Text block:
....

- Presented by: Rachel Riley Ben Miller Romesh Ranganathan
- Starring: Dr. Kevin Fong
- Country of origin: United Kingdom
- Original language: English
- No. of series: 1
- No. of episodes: 6

Production
- Running time: 60 minutes (inc. adverts)

Original release
- Network: ITV
- Release: 16 February – 22 March 2016

= It's Not Rocket Science =

British television show

It's Not Rocket Science is a British television show that aired on ITV in 2016. It was presented by Rachel Riley, Ben Miller, and Romesh Ranganathan. The resident scientist was Kevin Fong.

==Episodes==
The first series aired from 16 February until 22 March 2016. Negative reviews and low ratings resulted in the series not being recommissioned.

....

Source data:
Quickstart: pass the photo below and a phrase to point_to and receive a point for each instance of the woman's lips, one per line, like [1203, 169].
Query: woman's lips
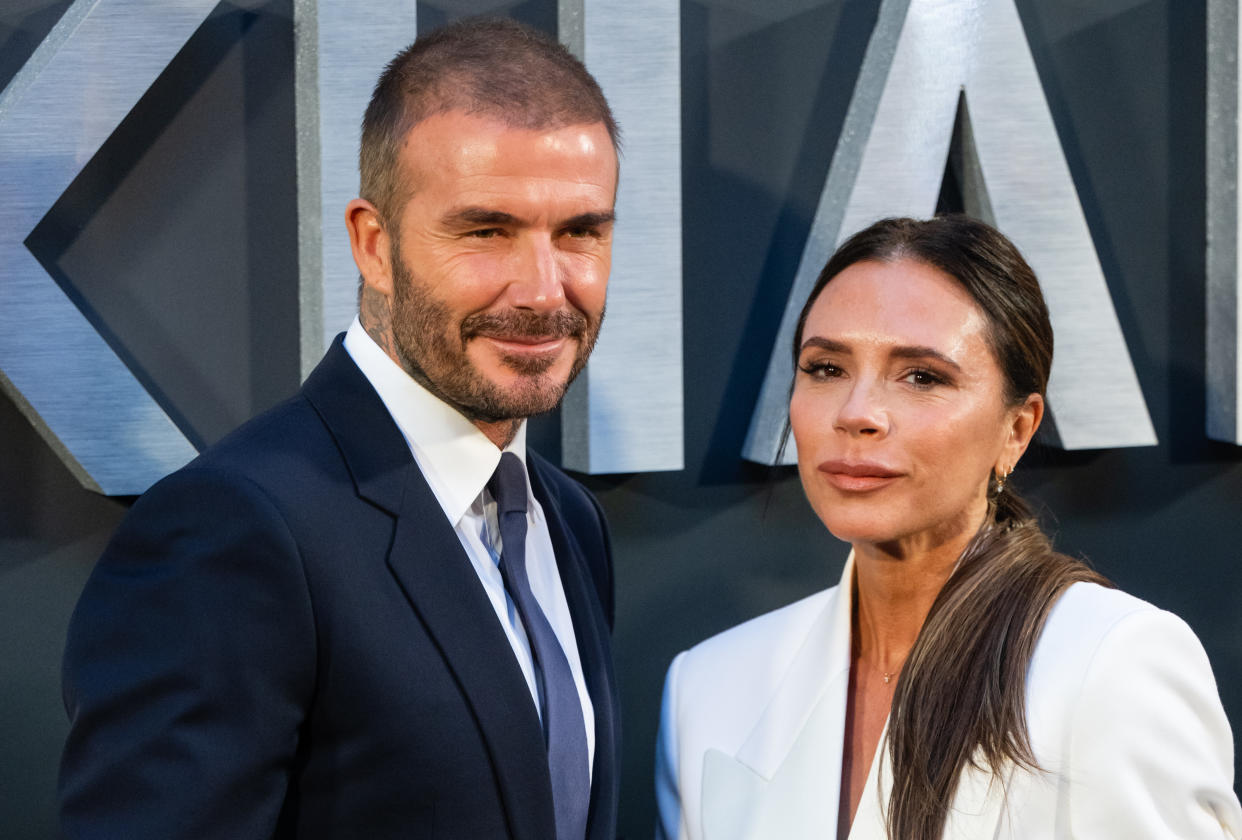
[857, 475]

....

What this exercise asks:
• a. Name every person who appears in the It's Not Rocket Science entry.
• b. Reproduce the It's Not Rocket Science entry verbatim from "- Presented by: Rachel" up to and including "minutes (inc. adverts)".
• c. Answer these questions from the It's Not Rocket Science entry:
(i) How many episodes were produced?
(ii) On which network did the show air?
(iii) What caused the series not to be recommissioned?
Base every response solely on the It's Not Rocket Science entry.

Solutions to each task:
• a. Rachel Riley, Ben Miller, Romesh Ranganathan, Kevin Fong

• b.
- Presented by: Rachel Riley Ben Miller Romesh Ranganathan
- Starring: Dr. Kevin Fong
- Country of origin: United Kingdom
- Original language: English
- No. of series: 1
- No. of episodes: 6

Production
- Running time: 60 minutes (inc. adverts)

• c.
(i) Six
(ii) ITV
(iii) Negative reviews and low ratings